**DATASET CONTENT**.

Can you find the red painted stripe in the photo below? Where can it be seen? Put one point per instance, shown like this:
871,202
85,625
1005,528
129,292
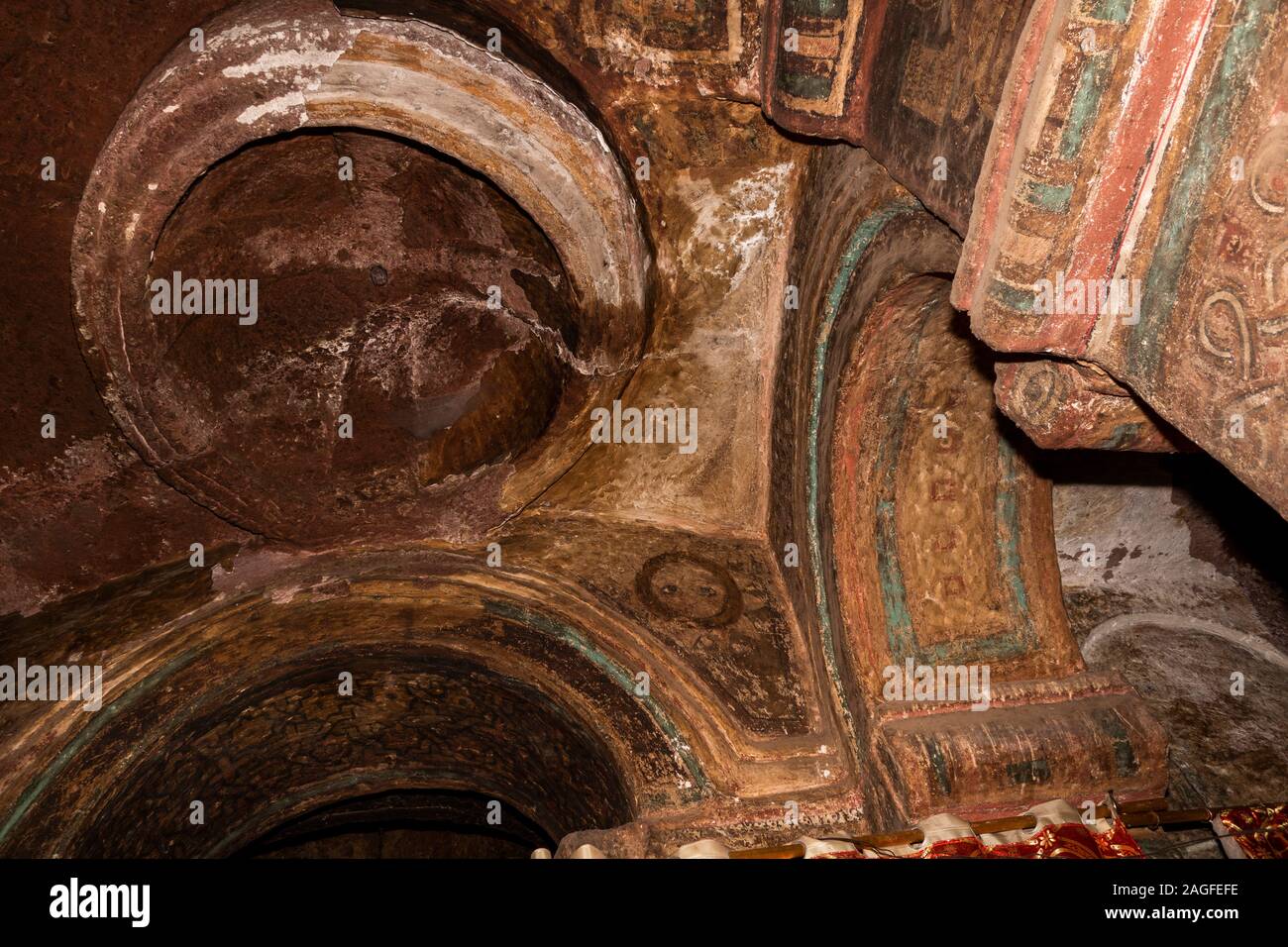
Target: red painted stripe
1132,155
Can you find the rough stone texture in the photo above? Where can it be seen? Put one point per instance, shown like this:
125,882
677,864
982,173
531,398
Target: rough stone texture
1157,128
660,646
1077,405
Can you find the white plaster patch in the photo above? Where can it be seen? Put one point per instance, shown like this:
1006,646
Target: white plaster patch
282,103
739,222
294,59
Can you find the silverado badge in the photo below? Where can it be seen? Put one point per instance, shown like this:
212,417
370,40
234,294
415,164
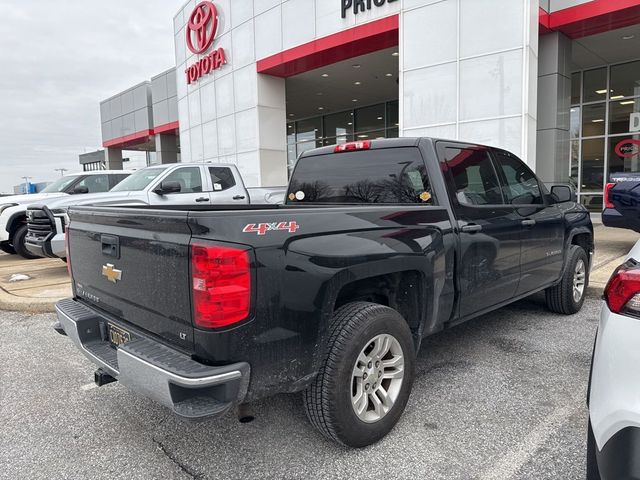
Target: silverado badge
112,274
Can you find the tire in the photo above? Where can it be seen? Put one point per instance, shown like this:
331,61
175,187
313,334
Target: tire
560,298
18,243
7,248
358,328
592,464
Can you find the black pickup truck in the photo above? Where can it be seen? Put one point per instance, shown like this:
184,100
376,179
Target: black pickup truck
379,244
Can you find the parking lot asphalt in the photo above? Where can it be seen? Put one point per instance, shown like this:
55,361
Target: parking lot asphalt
500,397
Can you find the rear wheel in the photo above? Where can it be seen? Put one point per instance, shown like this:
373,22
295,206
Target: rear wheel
7,248
18,243
568,296
366,377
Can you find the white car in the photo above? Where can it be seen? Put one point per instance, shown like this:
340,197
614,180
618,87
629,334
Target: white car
613,447
13,208
199,184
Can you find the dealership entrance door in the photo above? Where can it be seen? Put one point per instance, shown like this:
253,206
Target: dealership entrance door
355,99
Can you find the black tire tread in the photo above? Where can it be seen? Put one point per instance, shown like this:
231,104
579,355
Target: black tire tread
341,331
559,298
592,464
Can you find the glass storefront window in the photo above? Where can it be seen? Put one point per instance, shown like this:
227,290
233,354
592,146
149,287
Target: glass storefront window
291,133
625,80
624,154
573,167
393,115
592,165
309,129
574,128
576,79
620,115
594,85
593,120
375,134
370,118
338,125
373,122
291,156
592,202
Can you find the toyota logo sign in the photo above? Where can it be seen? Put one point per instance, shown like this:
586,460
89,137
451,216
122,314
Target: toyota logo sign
202,26
201,31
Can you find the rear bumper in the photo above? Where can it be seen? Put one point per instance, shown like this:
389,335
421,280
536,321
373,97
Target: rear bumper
620,457
613,218
173,379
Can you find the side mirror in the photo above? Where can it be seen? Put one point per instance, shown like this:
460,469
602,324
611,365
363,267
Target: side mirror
562,193
168,187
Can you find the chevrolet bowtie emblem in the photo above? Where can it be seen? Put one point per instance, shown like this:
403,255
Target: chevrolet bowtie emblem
112,274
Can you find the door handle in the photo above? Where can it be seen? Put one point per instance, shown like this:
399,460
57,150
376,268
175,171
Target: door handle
471,228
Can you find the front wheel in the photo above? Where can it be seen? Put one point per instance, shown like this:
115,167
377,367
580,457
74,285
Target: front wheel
568,296
366,376
7,248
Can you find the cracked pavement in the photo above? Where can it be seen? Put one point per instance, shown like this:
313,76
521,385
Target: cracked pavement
502,396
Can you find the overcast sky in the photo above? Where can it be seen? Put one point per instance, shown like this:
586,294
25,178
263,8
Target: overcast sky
58,60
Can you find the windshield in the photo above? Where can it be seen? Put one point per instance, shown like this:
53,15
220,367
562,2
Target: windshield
139,180
61,184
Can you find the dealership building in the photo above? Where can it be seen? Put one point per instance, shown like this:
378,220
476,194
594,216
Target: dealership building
257,82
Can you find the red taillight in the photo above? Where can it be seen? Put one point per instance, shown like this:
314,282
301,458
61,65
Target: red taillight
607,201
352,146
66,251
623,289
221,283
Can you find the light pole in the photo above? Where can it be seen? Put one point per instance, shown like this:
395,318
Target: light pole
26,184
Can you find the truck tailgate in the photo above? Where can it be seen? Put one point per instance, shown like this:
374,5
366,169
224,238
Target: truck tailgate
124,269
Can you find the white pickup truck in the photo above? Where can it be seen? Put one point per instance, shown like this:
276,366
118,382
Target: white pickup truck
184,184
13,209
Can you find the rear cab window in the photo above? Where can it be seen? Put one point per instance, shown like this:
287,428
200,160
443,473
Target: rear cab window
189,178
376,176
221,178
95,183
520,185
475,180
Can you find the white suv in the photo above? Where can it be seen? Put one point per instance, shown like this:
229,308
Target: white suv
13,209
613,448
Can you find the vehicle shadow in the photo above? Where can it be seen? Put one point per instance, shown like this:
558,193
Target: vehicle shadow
477,383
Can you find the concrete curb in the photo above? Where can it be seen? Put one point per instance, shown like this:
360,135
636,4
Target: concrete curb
26,304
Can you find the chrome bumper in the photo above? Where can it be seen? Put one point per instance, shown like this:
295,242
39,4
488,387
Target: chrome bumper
171,378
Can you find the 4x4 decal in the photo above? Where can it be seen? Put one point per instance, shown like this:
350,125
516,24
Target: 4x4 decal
263,228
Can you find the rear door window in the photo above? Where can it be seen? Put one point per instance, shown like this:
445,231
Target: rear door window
474,177
389,175
221,178
189,178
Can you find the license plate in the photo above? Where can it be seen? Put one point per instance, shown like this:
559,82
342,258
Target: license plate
117,335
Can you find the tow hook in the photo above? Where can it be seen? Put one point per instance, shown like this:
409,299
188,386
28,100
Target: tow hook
103,378
58,328
245,413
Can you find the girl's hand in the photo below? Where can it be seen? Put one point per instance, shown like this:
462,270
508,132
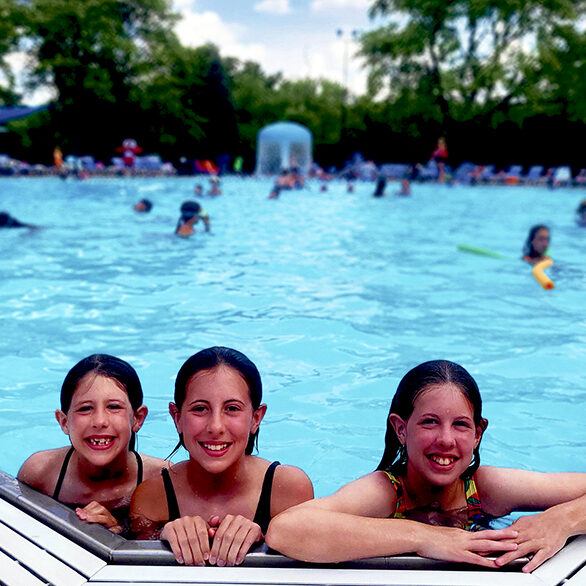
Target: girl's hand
538,535
471,547
97,513
189,540
232,538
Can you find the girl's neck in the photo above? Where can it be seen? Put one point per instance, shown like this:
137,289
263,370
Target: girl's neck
115,470
203,482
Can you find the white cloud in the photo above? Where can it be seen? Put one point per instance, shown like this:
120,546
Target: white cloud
324,5
273,6
196,29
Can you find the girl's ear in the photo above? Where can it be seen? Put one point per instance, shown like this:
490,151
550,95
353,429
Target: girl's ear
139,417
176,415
62,419
480,429
257,416
400,427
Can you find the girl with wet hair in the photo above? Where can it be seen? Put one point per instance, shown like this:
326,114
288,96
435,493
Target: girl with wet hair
214,506
101,411
535,247
191,212
429,495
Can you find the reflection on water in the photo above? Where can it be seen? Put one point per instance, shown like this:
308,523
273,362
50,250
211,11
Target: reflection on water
333,295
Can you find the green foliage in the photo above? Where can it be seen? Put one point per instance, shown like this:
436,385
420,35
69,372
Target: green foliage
461,59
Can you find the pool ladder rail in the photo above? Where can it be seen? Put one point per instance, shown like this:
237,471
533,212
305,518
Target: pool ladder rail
42,542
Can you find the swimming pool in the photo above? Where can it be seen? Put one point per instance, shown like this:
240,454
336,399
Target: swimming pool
333,295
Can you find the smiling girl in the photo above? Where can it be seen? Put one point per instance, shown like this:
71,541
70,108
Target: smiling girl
215,505
430,496
101,411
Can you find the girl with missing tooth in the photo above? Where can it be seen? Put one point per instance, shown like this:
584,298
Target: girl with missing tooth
101,411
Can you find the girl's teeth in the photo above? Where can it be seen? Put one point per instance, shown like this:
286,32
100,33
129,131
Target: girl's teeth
99,442
215,448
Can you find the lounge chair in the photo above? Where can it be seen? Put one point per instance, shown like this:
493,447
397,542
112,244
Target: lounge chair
534,176
562,176
513,175
464,172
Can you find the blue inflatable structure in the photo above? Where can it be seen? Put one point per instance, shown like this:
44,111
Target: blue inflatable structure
283,145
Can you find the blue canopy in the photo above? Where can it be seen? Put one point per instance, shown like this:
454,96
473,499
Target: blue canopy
9,113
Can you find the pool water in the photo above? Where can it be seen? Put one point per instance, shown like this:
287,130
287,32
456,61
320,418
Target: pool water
333,295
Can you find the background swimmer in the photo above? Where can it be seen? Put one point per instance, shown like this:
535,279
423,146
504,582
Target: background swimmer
144,205
535,247
191,212
7,221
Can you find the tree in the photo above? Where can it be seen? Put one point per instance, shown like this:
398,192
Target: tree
10,23
458,59
92,52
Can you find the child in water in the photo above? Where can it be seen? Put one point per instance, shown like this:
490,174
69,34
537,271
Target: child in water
191,212
429,495
535,247
215,505
101,411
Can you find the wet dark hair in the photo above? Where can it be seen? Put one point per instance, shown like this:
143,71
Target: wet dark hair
110,367
148,204
209,359
415,382
528,249
189,209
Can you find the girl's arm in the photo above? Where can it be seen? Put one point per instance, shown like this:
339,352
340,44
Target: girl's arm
41,468
562,497
148,509
291,486
353,524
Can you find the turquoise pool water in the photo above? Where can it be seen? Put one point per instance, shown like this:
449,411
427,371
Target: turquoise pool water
333,295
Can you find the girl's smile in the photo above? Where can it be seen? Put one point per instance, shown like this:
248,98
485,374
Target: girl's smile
440,435
100,419
217,418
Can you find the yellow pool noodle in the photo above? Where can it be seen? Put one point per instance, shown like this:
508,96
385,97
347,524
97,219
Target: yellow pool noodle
541,277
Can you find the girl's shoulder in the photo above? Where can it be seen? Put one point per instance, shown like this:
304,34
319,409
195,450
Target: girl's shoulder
152,466
40,470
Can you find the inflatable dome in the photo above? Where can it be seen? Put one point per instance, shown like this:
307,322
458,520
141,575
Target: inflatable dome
283,145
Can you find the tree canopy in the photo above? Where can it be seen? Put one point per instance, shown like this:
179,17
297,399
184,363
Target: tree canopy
497,70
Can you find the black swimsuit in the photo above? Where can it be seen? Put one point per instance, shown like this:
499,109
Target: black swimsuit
63,471
263,509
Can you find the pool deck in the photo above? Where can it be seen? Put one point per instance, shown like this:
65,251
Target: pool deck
43,543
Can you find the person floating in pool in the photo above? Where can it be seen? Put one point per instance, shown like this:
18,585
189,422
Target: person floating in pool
7,221
284,182
440,156
191,212
581,213
101,412
214,186
215,505
405,187
429,495
381,183
144,205
535,247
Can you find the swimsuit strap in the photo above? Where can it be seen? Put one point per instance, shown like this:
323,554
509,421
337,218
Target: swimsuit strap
172,505
263,509
400,506
138,467
62,473
476,516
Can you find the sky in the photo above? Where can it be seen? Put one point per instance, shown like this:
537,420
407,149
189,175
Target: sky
300,38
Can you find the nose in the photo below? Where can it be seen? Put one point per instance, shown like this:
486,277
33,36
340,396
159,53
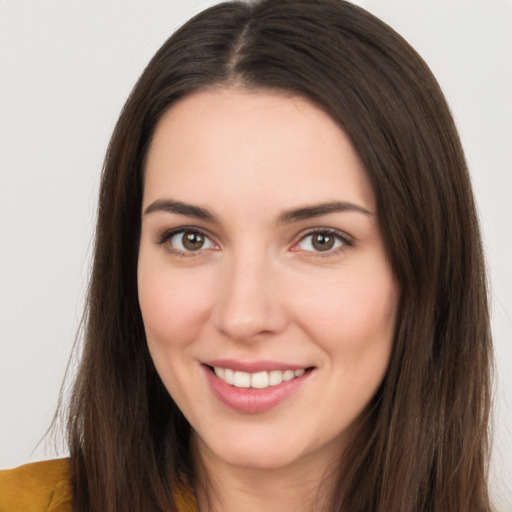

**TASK TO CARRY OUT**.
Please report the number of lines in the listing that include "below", and add nothing to it.

**REPLY**.
4